■ ZU ERLEDIGENDE AUFGABEN ■
1. Gib die Einträge im Abschnitt von der Zeile mit „For each instance of the woman in“ bis einschließlich der Zeile mit „(1000, 200)“ als zweispaltige CSV mit den Spalten anweisung und antwort aus. Pro Eintrag eine Zeile, jedes Feld in Anführungszeichen und Zeilenumbrüche durch Leerzeichen ersetzt.
2. Schreibe den Forumsthread über das Lesen und Beschreiben von Modbus-Variablen nach seinem letzten Satz weiter.

■ ZITIERTE TEXTSTELLE ■
####

# Modbus Variable lesen und beschreiben



## Deichk1nd (22 August 2021)

Mahlzeit Freunde,
ich sitze gerade an meiner Facharbeit und hätte da eine Frage bezüglich der Modbus Einrichtung.
Die grundlegende Kommunikation zwischen meiner Wago PFC200 und meiner zweiten SPS vom Typ Saia PCD3.5340 steht soweit das heißt, dass ich bereits 2 Temperaturen von der Saia mit der Wago auslesen kann. Jetzt zu meinem Problem.
Ich habe mehrere Register in meinem Saia Programm, darunter MultiStateSchalter wie die Anlagenfreigabe auf dem Screenshot oder auch Reglerparameter, die ich mit der Wago auslesen und beschreiben möchte. Wenn ich jetzt z.B. die Anlagenfreigabe im Konfigurator mit der Berechtigung fürs lesen und schreiben anlege und sie dann anschließend bereitstelle taucht sie dann aber als WriteOnly Variable im Master auf.
Das beschreiben funktioniert dann tatsächlich auch. Die Variable wird jetzt allerdings dauerhaft von der Wago überschrieben so dass ich auf der Saia keine Möglichkeit habe den Wert zu ändern.
Ist es irgendwie möglich diese Variablen zyklisch auszulesen und sie dann von der Wago einmalig beschreiben zu lassen so dass auch Änderungen von der Saia SPS möglich sind?
Vielen Dank im Voraus!
MfG


----------



## Tobsucht (23 August 2021)

Dann stell doch WriteOnly auf ReadWrite um.


----------



## sven_r. (23 August 2021)

Deichk1nd schrieb:


> zyklisch auszulesen und sie dann von der Wago einmalig beschreiben zu lassen


Woher soll die Saia denn dann wissen, ob sie jetzt den Wert nehmen soll, der über Modbus kommt (jede von dir eingestellte T=200ms) oder der lokale Wert Vorrang hat?
Leg doch eine Bool-Variable an, die der PFC benutzen kann, um die Anforderung für die Anlagenkontrolle zu schicken. Wenn die Saia das "genehmigt", stellt sie die Multistate Variable auf "Kontrolle via PFC" um. Die iAnlagenfreigabe wäre dann aus WAGO Sicht readOnly - sie wird vom Saia ausgelesen.


----------



## Deichk1nd (23 August 2021)

Vielen Dank für den Hinweis Tobsucht! Ich habe genau das mehrmals versucht aber wie mir jetzt aufgefallen ist immer wenn ich mit der PFC verbunden war... ist die Verbindung getrennt lässt sich der Zugriff umstellen. Das Problem bleibt allerdings bestehen.

####

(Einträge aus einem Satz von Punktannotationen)
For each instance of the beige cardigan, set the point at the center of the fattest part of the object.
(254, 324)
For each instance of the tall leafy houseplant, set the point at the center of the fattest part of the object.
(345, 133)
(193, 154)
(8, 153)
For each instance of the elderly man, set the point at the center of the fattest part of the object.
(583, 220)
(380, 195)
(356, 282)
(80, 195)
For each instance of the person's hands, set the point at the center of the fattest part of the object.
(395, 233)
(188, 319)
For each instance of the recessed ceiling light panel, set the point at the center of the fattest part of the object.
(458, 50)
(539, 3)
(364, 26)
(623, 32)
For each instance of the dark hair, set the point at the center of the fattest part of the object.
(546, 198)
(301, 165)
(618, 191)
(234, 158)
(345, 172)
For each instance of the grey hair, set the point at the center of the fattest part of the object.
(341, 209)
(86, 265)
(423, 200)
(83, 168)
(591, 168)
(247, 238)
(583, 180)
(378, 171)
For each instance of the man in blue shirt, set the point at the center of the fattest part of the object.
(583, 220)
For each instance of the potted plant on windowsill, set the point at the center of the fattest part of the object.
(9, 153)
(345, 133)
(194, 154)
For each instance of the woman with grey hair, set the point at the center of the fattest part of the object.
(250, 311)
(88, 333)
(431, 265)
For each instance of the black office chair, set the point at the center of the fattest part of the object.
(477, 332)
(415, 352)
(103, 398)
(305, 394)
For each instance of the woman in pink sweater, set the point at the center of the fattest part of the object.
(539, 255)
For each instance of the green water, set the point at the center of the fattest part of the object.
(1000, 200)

####

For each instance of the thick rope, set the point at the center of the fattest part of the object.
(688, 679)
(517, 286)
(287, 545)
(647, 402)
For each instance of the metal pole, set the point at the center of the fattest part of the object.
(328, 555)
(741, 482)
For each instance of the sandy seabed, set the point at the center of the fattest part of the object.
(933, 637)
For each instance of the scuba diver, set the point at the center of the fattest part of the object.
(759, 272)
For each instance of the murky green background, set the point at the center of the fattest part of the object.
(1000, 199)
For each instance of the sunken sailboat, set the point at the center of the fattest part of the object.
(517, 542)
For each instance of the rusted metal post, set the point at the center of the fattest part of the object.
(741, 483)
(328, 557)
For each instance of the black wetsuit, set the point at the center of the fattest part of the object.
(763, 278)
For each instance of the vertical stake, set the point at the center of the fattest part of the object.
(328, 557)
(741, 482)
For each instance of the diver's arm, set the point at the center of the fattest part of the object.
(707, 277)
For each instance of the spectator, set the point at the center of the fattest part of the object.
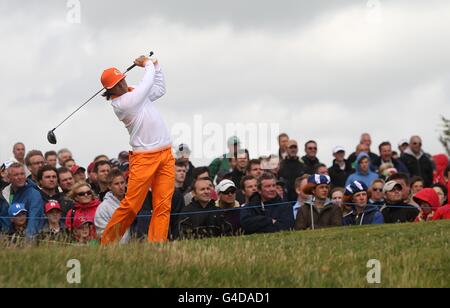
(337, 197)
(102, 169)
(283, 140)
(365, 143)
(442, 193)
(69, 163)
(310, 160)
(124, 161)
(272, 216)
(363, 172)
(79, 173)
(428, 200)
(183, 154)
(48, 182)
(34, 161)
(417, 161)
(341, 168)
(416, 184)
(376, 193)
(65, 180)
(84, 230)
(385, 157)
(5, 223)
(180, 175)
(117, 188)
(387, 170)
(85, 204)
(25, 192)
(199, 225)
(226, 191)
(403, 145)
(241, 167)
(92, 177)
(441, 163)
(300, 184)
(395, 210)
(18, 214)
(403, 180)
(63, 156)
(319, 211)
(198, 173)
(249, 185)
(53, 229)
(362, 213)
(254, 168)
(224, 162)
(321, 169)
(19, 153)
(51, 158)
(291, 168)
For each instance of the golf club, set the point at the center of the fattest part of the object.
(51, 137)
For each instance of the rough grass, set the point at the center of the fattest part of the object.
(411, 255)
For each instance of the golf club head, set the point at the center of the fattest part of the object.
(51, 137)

####

■ ANTWORTEN ZU AUFGABEN ■
1.
anweisung,antwort
"For each instance of the woman in pink sweater, set the point at the center of the fattest part of the object.","(539, 255)"
"For each instance of the green water, set the point at the center of the fattest part of the object.","(1000, 200)"

2.
Um das ganze nochmal etwas verständlicher zu machen:
Ich möchte meine Saia SPS via Modbus in ein Wago Netzwerk integrieren. Meine Vorstellung ist also z.B. eine Visualisierung auf der Wago zu entwerfen die mir die Betriebswerte (Temperaturen, Rückmeldungen von Ventilatoren etc.) der Saia Anlage anzeigt. Außerdem möchte ich einige Parameter des Regelungsprogramms ebenfalls über die Wago Visualisierung zugänglich machen. Einer dieser Parameter ist der Anlagenschalter iAnlagenfreigabe. Das ist ein Register aus einer Funktionsbox welches mit den Integerwerten 1(Automatikbetrieb), 2(Hand Aus) und 3(Hand Ein) beschrieben werden kann. Ich suche jetzt also quasi nach einem Trick wie ich dieses Register von 2 Seiten aus beschreiben kann damit ich die Anlage sowohl von der Visualisierung der Wago aus als auch an der Saia Sps über meinen Laptop Ein und Aus schalten kann.


----------



## JSEngineering (24 August 2021)

Moin Deichkind,

kannst Du den Datenpunkt als RW anlegen? Dann sollte er den Wert behalten, der von der Saia ausgelesen wird und nur überschrieben werden, wenn Du ihn im Programm veränderst.

Falls nicht, würde ich den Datenpunkt zwei Mal anlegen: Einmal als R und einmal als W. Und zwar genau in der Reihenfolge.
Du liest den Wert erst aus der Saia aus und schreibst ihn dann zurück. Sofern Du den jetzt aus dem Programm ändern möchtest, schreibst Du nicht den gelesenen, sondern Deinen eigenen Wert zurück.
Ich weiß nicht, ob das so funktioniert, aber so herum würde ich es probieren.

Gruß
    Jens


----------



## schlittk (24 August 2021)

Hallo,

das letzte mal als ich es über den Modbus Konfigurator versucht hatte, hat es nicht funktioniert. Als Alternative habe ich FbMbSimpleServerTcp zusammen mit FbMbMasterTcp verwendet.

Gruß
schlittk


----------



## Tobsucht (24 August 2021)

Wenn die Wago Steuerung der Master ist, geht es mit dem Konfigurator.
Der Master liest den Wert zyklisch vom Slave. Ändert der Slave die Betriebsart, wird diese in die Variable übernommen.
Ändert sich die Betriebsart im Master für dieser einen einmaligen Schreibzugriff mit dem neuen Wert aus.
Zugegeben musst Du hier die Variable länger auf dem neuen Wert festhalten, sonst überschreibt die Leseanfrage Deinen neuen Wert.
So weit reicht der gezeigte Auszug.